(Beginning of MATERIAL PROVIDED)
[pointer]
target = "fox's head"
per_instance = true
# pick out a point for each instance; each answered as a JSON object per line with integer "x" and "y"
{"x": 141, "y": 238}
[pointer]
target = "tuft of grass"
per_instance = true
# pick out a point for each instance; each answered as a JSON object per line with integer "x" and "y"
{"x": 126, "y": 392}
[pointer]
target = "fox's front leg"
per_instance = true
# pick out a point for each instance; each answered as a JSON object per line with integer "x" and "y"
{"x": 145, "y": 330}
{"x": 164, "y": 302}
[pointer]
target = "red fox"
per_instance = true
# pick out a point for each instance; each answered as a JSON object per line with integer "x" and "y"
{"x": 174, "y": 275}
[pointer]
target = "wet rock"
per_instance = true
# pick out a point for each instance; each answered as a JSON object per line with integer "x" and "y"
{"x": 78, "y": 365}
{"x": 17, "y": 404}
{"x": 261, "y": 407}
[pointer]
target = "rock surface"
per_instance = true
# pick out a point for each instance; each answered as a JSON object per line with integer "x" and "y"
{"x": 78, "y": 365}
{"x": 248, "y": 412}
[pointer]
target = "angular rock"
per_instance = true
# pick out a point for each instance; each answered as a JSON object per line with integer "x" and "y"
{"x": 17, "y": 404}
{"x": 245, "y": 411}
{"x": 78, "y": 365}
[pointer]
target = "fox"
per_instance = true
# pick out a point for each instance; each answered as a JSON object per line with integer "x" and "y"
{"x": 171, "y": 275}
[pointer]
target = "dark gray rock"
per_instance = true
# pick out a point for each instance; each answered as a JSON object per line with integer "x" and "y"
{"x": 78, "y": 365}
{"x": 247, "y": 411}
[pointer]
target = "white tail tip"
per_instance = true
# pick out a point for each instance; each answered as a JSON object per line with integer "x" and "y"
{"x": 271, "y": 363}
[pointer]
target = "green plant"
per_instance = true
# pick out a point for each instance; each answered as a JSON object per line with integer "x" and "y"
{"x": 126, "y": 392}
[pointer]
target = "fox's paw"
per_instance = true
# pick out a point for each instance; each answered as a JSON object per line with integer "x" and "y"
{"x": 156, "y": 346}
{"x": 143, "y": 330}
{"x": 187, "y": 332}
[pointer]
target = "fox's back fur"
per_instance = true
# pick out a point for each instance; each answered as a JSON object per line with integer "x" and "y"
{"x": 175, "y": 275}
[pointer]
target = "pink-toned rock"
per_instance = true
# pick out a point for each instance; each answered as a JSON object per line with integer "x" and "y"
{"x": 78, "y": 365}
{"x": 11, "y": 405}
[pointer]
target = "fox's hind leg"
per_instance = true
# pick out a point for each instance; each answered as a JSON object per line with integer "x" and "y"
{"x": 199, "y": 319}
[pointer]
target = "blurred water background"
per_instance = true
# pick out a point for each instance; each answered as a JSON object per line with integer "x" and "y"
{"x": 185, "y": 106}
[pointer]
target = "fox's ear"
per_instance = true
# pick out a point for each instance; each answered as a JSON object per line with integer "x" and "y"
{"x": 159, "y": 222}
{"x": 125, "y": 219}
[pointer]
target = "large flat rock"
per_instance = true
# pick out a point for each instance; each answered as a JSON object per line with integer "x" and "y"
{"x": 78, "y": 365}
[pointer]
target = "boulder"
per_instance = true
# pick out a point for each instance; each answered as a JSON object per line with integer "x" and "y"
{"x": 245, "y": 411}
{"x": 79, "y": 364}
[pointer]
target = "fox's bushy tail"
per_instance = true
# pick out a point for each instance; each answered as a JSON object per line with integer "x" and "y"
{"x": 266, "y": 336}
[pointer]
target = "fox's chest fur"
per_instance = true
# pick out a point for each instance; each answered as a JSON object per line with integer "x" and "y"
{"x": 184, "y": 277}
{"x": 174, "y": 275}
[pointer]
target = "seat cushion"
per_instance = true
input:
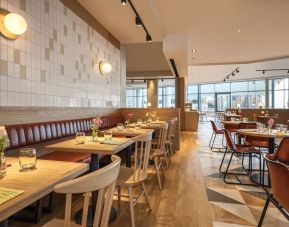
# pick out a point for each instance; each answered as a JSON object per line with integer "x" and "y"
{"x": 67, "y": 156}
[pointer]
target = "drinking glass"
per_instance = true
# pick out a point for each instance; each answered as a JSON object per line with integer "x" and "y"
{"x": 119, "y": 127}
{"x": 107, "y": 135}
{"x": 80, "y": 138}
{"x": 27, "y": 159}
{"x": 284, "y": 129}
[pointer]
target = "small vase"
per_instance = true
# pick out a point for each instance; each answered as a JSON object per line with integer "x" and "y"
{"x": 94, "y": 134}
{"x": 2, "y": 164}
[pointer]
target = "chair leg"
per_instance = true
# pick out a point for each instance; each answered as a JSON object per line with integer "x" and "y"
{"x": 118, "y": 196}
{"x": 227, "y": 169}
{"x": 220, "y": 168}
{"x": 158, "y": 173}
{"x": 146, "y": 196}
{"x": 131, "y": 206}
{"x": 264, "y": 211}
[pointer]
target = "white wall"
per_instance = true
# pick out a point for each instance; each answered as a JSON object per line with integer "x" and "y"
{"x": 55, "y": 64}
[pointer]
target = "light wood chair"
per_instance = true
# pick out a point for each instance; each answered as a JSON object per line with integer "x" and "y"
{"x": 103, "y": 181}
{"x": 169, "y": 140}
{"x": 159, "y": 154}
{"x": 136, "y": 176}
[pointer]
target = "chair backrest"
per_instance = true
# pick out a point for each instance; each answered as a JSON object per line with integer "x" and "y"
{"x": 214, "y": 127}
{"x": 230, "y": 143}
{"x": 247, "y": 125}
{"x": 163, "y": 130}
{"x": 171, "y": 129}
{"x": 141, "y": 156}
{"x": 103, "y": 181}
{"x": 279, "y": 175}
{"x": 282, "y": 153}
{"x": 231, "y": 126}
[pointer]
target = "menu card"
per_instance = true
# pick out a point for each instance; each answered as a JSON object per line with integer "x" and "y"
{"x": 8, "y": 193}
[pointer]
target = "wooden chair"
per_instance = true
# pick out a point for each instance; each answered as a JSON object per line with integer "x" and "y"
{"x": 159, "y": 153}
{"x": 169, "y": 140}
{"x": 239, "y": 150}
{"x": 279, "y": 175}
{"x": 103, "y": 181}
{"x": 216, "y": 132}
{"x": 136, "y": 176}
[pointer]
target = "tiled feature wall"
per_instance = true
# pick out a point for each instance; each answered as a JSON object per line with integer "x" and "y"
{"x": 55, "y": 63}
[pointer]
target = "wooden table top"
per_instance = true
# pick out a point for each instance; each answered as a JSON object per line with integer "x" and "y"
{"x": 151, "y": 126}
{"x": 90, "y": 146}
{"x": 266, "y": 134}
{"x": 130, "y": 132}
{"x": 238, "y": 122}
{"x": 36, "y": 183}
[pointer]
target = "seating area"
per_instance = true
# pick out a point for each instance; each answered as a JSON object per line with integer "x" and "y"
{"x": 144, "y": 113}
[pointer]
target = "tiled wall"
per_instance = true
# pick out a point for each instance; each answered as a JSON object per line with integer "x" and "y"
{"x": 55, "y": 63}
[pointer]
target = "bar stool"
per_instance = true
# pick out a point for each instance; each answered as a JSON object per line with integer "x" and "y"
{"x": 103, "y": 181}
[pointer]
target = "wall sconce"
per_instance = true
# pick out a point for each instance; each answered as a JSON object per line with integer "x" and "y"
{"x": 11, "y": 24}
{"x": 104, "y": 67}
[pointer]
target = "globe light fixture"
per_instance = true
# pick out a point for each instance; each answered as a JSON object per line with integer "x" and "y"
{"x": 105, "y": 67}
{"x": 12, "y": 25}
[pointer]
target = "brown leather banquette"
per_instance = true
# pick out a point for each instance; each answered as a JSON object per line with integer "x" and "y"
{"x": 23, "y": 135}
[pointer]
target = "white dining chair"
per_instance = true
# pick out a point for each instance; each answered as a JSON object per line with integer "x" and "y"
{"x": 131, "y": 178}
{"x": 102, "y": 180}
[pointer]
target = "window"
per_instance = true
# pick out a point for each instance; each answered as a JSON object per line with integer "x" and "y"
{"x": 136, "y": 97}
{"x": 279, "y": 93}
{"x": 166, "y": 97}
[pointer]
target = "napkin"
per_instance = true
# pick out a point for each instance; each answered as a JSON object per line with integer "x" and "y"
{"x": 111, "y": 142}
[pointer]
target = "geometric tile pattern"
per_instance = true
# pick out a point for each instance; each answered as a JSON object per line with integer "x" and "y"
{"x": 55, "y": 63}
{"x": 233, "y": 205}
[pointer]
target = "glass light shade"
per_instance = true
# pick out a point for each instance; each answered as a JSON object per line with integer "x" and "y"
{"x": 15, "y": 23}
{"x": 105, "y": 67}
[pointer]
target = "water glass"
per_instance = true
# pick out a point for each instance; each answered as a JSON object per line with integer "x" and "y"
{"x": 107, "y": 135}
{"x": 27, "y": 159}
{"x": 80, "y": 138}
{"x": 119, "y": 127}
{"x": 284, "y": 129}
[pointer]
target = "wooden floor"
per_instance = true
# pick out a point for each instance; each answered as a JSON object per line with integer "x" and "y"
{"x": 194, "y": 194}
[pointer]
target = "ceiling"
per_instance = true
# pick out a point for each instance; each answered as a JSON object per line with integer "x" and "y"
{"x": 146, "y": 60}
{"x": 221, "y": 32}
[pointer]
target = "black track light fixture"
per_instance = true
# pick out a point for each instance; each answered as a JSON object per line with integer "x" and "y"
{"x": 148, "y": 38}
{"x": 138, "y": 21}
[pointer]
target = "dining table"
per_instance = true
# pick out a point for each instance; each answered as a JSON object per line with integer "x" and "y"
{"x": 95, "y": 148}
{"x": 34, "y": 184}
{"x": 271, "y": 135}
{"x": 129, "y": 132}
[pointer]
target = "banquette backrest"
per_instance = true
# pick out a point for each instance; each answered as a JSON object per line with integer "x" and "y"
{"x": 27, "y": 134}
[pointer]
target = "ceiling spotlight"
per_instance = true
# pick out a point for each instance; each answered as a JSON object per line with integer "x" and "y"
{"x": 138, "y": 21}
{"x": 148, "y": 38}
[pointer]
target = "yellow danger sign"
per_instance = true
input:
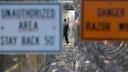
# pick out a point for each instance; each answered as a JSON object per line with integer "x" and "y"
{"x": 104, "y": 19}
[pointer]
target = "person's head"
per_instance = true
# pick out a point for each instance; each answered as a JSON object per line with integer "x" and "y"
{"x": 65, "y": 20}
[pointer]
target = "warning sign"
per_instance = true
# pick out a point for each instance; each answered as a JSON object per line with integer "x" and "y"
{"x": 104, "y": 20}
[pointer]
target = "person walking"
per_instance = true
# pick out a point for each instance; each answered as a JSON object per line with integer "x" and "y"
{"x": 66, "y": 29}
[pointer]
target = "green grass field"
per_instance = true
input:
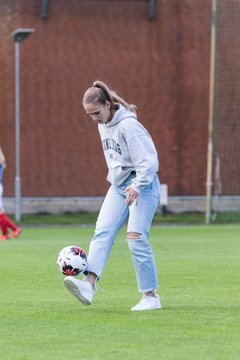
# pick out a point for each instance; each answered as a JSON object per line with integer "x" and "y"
{"x": 199, "y": 273}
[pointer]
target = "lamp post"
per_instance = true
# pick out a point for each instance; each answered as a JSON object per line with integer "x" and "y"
{"x": 18, "y": 36}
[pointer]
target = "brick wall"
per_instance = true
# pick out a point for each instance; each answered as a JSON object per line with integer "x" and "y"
{"x": 162, "y": 66}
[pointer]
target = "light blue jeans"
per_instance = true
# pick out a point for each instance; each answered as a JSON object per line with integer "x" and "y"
{"x": 113, "y": 214}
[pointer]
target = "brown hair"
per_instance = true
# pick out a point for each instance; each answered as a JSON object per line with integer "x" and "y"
{"x": 99, "y": 93}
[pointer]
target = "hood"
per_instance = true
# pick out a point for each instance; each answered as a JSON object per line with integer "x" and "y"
{"x": 121, "y": 114}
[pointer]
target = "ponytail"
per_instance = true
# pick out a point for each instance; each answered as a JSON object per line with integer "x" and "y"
{"x": 100, "y": 93}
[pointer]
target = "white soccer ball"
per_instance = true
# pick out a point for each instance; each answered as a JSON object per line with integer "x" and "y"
{"x": 72, "y": 260}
(End of MATERIAL PROVIDED)
TASK REQUIREMENTS
Search the data for the string "sign" and copy every line where it appears.

REPLY TO THE EXERCISE
target = "yellow danger sign"
target = "warning sign"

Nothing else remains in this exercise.